Each record listed below is to be output exactly as written.

:: RECORDS FOR THE EXERCISE ::

▼

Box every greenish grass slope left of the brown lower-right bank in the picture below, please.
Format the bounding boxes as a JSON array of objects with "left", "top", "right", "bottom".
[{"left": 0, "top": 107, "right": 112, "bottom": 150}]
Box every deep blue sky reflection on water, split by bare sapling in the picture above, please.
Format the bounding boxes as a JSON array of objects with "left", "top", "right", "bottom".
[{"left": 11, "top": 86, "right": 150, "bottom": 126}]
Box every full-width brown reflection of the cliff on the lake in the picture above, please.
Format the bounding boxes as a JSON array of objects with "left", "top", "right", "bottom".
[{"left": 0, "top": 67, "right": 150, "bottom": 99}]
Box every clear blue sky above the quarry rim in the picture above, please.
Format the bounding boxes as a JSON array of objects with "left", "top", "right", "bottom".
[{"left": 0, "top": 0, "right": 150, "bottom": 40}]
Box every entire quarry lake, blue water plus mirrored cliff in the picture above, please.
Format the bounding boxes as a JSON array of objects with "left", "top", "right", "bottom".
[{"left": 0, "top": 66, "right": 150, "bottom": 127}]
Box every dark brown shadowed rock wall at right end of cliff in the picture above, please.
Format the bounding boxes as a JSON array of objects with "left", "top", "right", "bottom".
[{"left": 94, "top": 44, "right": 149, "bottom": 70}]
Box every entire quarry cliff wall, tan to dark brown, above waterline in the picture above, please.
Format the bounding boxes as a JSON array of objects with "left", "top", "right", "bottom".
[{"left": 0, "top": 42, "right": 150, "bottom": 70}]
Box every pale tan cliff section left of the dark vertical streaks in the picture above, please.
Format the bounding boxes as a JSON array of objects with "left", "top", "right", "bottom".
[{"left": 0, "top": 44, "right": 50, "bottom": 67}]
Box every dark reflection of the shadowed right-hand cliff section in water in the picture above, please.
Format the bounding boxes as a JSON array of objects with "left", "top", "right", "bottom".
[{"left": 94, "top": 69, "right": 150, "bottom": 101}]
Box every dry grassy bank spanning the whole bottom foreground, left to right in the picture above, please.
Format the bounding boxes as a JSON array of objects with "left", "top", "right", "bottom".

▲

:: WRITTEN REPLY ::
Box every greenish grass slope left of the brown lower-right bank in the picture below, please.
Format the bounding boxes as a JSON array of objects with "left", "top", "right", "bottom".
[{"left": 0, "top": 107, "right": 112, "bottom": 150}]
Box every deep blue sky reflection on water, split by bare sapling in the picture above, please.
Format the bounding boxes as a JSON array of objects with "left", "top", "right", "bottom".
[{"left": 11, "top": 86, "right": 150, "bottom": 126}]
Box every full-width brown reflection of the cliff on the lake in the picture above, please.
Format the bounding boxes as a JSON array of objects with "left", "top", "right", "bottom".
[{"left": 0, "top": 67, "right": 150, "bottom": 99}]
Box every clear blue sky above the quarry rim in the picture above, please.
Format the bounding boxes as a JSON array of objects with "left", "top", "right", "bottom".
[{"left": 0, "top": 0, "right": 150, "bottom": 40}]
Box every entire quarry lake, blue water plus mirrored cliff in the picture above, please.
Format the bounding boxes as a JSON array of objects with "left", "top", "right", "bottom".
[{"left": 0, "top": 66, "right": 150, "bottom": 127}]
Box every dark brown shadowed rock wall at right end of cliff in the picture above, please.
Format the bounding boxes as a JSON array of objects with "left", "top", "right", "bottom".
[{"left": 94, "top": 44, "right": 149, "bottom": 70}]
Box every entire quarry cliff wall, tan to dark brown, above waterline in the picture above, please.
Format the bounding boxes as a JSON array of objects with "left", "top", "right", "bottom".
[{"left": 0, "top": 42, "right": 150, "bottom": 70}]
Box every pale tan cliff section left of the dark vertical streaks in the picture above, please.
Format the bounding boxes as a JSON array of objects with "left", "top", "right", "bottom".
[{"left": 0, "top": 44, "right": 50, "bottom": 67}]
Box every dark reflection of the shadowed right-hand cliff section in water in the picture above, please.
Format the bounding boxes as a JSON array of objects with "left", "top", "right", "bottom".
[{"left": 94, "top": 69, "right": 150, "bottom": 101}]
Box every dry grassy bank spanning the whole bottom foreground, left to right in the picture above, please.
Format the bounding boxes as a JSON array of objects with "left", "top", "right", "bottom".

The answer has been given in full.